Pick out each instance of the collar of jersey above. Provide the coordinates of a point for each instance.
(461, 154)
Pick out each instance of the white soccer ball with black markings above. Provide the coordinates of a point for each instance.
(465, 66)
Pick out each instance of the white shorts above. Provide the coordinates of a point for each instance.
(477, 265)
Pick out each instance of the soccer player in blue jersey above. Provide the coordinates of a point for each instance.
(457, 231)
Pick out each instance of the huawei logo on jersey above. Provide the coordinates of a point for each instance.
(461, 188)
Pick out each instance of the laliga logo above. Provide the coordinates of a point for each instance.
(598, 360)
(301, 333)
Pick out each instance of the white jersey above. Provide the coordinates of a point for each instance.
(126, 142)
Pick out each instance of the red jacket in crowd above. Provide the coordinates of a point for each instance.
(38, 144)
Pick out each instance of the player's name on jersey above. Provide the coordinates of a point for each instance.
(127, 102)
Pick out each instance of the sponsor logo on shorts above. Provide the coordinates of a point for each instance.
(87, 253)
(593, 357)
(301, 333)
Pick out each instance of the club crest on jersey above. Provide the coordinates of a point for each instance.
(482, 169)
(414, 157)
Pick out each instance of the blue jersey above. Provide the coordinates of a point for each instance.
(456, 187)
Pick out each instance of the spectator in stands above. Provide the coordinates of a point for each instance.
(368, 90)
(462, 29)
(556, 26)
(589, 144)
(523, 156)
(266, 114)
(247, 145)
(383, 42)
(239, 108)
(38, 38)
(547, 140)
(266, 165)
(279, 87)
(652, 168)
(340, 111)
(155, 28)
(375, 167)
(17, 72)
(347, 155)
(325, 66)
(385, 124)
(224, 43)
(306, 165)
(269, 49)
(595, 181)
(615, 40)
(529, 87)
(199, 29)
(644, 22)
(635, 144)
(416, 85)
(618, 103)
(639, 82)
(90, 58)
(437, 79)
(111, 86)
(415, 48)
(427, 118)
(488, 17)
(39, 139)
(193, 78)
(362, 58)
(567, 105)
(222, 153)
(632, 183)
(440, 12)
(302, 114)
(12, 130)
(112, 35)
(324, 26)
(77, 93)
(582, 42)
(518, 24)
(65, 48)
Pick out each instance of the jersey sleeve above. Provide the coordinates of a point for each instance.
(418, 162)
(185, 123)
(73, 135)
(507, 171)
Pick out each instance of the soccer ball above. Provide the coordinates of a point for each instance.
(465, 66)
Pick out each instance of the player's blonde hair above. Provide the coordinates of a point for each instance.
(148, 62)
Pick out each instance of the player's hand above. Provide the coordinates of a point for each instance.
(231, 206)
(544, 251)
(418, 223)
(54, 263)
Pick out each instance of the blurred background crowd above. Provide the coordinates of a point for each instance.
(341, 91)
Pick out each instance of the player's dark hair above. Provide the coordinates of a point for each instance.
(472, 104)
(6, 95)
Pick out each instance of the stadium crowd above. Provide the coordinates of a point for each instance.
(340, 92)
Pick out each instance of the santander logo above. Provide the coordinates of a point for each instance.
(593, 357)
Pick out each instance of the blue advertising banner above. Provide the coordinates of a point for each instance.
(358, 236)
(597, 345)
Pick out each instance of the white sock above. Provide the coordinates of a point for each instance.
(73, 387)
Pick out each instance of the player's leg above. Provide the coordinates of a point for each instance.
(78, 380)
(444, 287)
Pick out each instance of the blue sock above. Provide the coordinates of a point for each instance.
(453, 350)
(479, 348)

**The request:** Write out the records shown above, exactly as they appear.

**Solved exercise:**
Pick out each instance of the collar of jersey above. Provide the coordinates of a point for each instance.
(461, 154)
Pick out each instance of the white soccer ball with black markings above. Provide the coordinates of a point for each instance.
(465, 66)
Pick out each instance of the white shorts above. Provide the coordinates of a point for each instance.
(477, 265)
Pick out each instance of the soccer player in blue jersey above. Provide the coordinates of a point for each instance.
(457, 231)
Pick out each instance of the huawei logo on jersey above. Provide the coordinates of a point for each instance.
(461, 188)
Pick out each instance of the laliga logo above. Provide the coordinates of a point for each instance.
(598, 360)
(301, 333)
Pick out each instance of the white jersey above. Provide the coordinates of a point for each instance.
(126, 142)
Pick out each instance of the red jacket in crowd above. Provide the coordinates of a point for each instance.
(38, 144)
Pick out each instance of the player's name on jersey above. Provide the coordinates of a point for each instance.
(127, 102)
Pick out each instance of the sponsor logo on shorts above. Provide the coordinates of a point for each instance.
(87, 253)
(593, 357)
(301, 333)
Pick out each instance of the club crest on jersey above. Provide the coordinates of a point for each instance.
(482, 169)
(414, 157)
Pick out each instance of the blue jersey above. Provide the coordinates of a point for each instance.
(456, 187)
Pick out each instance of the spectator in stands above. Provide the coordinates of a point for each instance.
(368, 90)
(462, 29)
(556, 26)
(589, 144)
(523, 156)
(266, 114)
(247, 145)
(383, 42)
(239, 108)
(38, 38)
(547, 140)
(266, 165)
(279, 87)
(652, 168)
(340, 111)
(155, 28)
(375, 167)
(17, 72)
(347, 155)
(325, 66)
(385, 124)
(224, 43)
(306, 165)
(269, 49)
(595, 181)
(615, 40)
(529, 87)
(199, 29)
(644, 22)
(635, 144)
(416, 85)
(618, 103)
(639, 82)
(90, 58)
(437, 79)
(111, 86)
(415, 48)
(427, 118)
(488, 17)
(39, 139)
(193, 78)
(362, 58)
(567, 105)
(222, 153)
(632, 183)
(440, 12)
(302, 114)
(12, 130)
(112, 35)
(324, 26)
(77, 93)
(582, 42)
(518, 24)
(65, 48)
Pick out each instance of the jersey sleeve above. Provide the coordinates of a point for each instance.
(418, 162)
(185, 123)
(73, 135)
(507, 171)
Pick out each instance of the soccer ball above. Provide the coordinates of a point for each instance.
(465, 66)
Pick out each instance of the player's blonde hair above. Provide the coordinates of a point for each instance.
(148, 62)
Pick out each instance of the player's hand above. Provide the coordinates of a point for each instance.
(231, 206)
(544, 251)
(418, 223)
(54, 263)
Pick out each instance of the blurred background crowd above. Provide the coordinates of a point for each instance.
(341, 91)
Pick out each instance of the player's dark hair above. Provide the coordinates of a point for each instance.
(472, 104)
(6, 95)
Pick out each instance of the stadium crowd above. Provide the coordinates of a point for each instance.
(340, 92)
Pick out each instance of the santander logo above. Provide the coordinates of a point for each instance.
(593, 357)
Pick out each instance of the blue advertising banner above. Provide the coordinates of a point for each instance.
(358, 236)
(597, 345)
Pick out each instance of the white sock above. Provide the coordinates of a point for each instance.
(73, 387)
Pick out each instance of the player's leg above. Provide the coordinates of a point for each instance.
(78, 380)
(444, 287)
Pick out each instance of the blue sock above. Provide the coordinates of a point for each instance.
(453, 350)
(479, 348)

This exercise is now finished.